#### Work instruction
Please copy, word for word, the line that contains "Expected: one point per instance of the brown eye, reported" and every line after it through the end of the records, and nothing more.

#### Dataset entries
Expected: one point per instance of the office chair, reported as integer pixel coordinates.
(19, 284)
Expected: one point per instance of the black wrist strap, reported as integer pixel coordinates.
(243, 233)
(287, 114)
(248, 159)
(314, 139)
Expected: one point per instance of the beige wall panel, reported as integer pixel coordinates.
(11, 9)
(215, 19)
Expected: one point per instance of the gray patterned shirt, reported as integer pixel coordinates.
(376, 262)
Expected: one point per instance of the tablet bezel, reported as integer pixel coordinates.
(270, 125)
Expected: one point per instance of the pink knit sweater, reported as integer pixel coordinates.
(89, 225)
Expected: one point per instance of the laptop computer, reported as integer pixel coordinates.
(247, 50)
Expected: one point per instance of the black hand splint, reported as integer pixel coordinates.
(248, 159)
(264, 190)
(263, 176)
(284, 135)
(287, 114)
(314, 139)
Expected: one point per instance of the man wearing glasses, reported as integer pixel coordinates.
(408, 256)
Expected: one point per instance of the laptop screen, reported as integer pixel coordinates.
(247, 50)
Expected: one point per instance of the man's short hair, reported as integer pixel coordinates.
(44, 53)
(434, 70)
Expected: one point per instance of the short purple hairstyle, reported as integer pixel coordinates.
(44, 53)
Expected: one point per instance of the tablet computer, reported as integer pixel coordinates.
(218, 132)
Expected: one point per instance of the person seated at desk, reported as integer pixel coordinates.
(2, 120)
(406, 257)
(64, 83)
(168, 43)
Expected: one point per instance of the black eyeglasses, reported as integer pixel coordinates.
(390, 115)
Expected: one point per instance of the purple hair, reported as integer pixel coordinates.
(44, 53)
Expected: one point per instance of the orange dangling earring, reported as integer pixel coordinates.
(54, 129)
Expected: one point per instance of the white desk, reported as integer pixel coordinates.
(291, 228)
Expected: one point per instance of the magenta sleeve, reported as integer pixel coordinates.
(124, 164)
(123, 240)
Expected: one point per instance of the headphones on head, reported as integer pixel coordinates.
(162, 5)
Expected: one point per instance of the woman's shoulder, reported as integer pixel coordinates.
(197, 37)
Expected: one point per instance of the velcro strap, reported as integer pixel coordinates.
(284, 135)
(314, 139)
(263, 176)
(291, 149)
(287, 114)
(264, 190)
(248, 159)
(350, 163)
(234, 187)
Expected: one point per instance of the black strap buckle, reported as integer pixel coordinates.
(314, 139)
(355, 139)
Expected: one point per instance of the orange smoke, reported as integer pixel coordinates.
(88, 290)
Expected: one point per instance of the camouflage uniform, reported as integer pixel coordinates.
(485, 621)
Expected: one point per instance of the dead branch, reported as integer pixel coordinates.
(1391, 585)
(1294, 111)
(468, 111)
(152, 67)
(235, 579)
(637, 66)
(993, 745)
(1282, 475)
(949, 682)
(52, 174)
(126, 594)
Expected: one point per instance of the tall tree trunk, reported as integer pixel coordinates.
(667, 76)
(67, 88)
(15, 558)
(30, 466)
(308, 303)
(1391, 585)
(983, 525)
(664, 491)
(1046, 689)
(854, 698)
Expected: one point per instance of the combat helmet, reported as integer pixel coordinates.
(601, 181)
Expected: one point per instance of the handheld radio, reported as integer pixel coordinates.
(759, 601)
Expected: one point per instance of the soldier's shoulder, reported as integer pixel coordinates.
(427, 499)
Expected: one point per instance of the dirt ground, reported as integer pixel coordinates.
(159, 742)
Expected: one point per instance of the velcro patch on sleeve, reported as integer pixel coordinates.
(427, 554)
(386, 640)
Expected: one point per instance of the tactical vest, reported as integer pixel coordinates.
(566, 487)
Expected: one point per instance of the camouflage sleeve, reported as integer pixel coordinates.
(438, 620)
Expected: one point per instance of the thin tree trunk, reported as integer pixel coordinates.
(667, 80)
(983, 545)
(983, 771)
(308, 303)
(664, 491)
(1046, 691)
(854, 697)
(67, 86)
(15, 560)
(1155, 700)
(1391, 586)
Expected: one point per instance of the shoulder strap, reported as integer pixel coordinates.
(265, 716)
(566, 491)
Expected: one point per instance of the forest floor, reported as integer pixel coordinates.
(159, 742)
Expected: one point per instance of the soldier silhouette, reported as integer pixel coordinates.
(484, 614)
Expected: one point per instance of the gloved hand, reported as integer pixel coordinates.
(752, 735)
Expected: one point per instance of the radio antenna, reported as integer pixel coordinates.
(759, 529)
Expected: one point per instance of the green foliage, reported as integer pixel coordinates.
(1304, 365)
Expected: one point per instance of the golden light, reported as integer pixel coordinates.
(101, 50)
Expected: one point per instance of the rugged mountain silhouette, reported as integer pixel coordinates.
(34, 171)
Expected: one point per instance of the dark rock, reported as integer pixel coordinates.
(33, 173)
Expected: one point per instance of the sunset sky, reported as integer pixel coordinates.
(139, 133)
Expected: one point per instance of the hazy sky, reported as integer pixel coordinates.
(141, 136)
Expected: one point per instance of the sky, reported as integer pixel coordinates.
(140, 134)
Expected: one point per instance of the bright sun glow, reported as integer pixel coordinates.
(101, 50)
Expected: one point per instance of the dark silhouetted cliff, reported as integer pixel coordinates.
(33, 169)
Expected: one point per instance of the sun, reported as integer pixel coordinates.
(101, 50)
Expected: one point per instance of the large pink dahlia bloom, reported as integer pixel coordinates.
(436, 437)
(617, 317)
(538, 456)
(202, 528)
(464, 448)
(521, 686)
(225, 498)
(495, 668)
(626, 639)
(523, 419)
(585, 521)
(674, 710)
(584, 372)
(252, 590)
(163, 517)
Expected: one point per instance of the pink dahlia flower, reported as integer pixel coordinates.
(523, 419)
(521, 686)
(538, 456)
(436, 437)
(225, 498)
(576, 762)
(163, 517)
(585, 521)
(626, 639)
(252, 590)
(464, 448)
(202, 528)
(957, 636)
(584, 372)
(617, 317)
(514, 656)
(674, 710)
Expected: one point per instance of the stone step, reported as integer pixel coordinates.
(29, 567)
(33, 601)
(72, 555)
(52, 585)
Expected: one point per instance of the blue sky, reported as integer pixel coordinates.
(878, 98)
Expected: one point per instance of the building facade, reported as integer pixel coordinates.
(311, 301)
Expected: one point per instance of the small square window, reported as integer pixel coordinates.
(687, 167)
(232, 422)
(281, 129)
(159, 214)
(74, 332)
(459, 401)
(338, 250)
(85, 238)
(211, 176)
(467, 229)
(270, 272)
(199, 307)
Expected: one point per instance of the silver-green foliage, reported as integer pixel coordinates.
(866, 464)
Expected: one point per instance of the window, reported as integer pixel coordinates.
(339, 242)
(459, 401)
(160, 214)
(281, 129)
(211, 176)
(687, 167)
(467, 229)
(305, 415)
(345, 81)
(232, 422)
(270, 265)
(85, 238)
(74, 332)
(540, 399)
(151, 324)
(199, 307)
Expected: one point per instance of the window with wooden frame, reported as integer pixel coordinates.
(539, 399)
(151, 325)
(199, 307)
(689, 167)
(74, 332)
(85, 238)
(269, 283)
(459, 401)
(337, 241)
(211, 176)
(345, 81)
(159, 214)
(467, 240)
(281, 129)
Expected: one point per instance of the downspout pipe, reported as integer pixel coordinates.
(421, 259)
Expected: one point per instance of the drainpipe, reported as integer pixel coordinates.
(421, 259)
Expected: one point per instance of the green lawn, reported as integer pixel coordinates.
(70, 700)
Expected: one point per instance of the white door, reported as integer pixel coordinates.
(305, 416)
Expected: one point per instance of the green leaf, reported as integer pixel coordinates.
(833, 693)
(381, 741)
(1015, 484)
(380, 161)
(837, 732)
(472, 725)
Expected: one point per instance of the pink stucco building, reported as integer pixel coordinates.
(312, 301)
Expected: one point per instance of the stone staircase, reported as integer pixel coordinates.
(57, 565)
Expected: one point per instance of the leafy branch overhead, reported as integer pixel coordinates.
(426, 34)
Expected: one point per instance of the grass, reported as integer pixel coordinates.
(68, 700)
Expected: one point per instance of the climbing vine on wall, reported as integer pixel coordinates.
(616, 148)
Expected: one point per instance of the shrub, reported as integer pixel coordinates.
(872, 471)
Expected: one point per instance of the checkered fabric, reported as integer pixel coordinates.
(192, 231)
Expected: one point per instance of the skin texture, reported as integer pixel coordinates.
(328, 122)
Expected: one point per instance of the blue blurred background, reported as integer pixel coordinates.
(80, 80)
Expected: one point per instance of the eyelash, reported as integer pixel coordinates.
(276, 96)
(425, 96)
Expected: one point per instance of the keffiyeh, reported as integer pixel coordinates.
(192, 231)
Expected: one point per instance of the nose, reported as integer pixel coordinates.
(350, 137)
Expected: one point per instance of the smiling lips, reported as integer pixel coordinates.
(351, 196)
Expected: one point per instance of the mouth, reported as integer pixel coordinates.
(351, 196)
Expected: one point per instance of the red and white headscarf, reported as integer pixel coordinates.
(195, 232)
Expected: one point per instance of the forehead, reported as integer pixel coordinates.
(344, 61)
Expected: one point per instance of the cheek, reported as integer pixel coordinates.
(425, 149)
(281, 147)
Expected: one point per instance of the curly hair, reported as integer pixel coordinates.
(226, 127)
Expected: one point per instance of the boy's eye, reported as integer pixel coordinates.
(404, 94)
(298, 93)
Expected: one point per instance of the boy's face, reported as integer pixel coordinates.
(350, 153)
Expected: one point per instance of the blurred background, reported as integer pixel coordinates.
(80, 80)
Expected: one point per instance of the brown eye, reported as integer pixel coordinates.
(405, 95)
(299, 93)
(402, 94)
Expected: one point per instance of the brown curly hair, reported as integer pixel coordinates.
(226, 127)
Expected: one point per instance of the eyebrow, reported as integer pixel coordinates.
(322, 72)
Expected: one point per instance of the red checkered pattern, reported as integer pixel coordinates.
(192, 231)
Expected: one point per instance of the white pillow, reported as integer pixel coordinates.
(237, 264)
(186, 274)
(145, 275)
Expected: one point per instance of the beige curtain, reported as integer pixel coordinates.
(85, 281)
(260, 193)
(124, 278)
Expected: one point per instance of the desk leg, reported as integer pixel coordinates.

#### Answer
Expected: one point per instance of the brown eye, reported as integer pixel coordinates.
(405, 95)
(299, 93)
(402, 94)
Expected: one point per instance of the brown curly hair, reported as integer pixel coordinates.
(226, 127)
Expected: one point per instance of the eyebrow, reported as integer pixel coordinates.
(322, 72)
Expected: one point per instance of the red checkered pattern, reported as integer pixel coordinates.
(192, 231)
Expected: one point per instance of the white pillow, reported as integer pixel coordinates.
(237, 264)
(186, 274)
(145, 275)
Expected: one point per instance of the beige curtain, reported as integer pixel coordinates.
(85, 281)
(260, 193)
(124, 278)
Expected: one point per instance of the desk leg, reported as integer pixel coordinates.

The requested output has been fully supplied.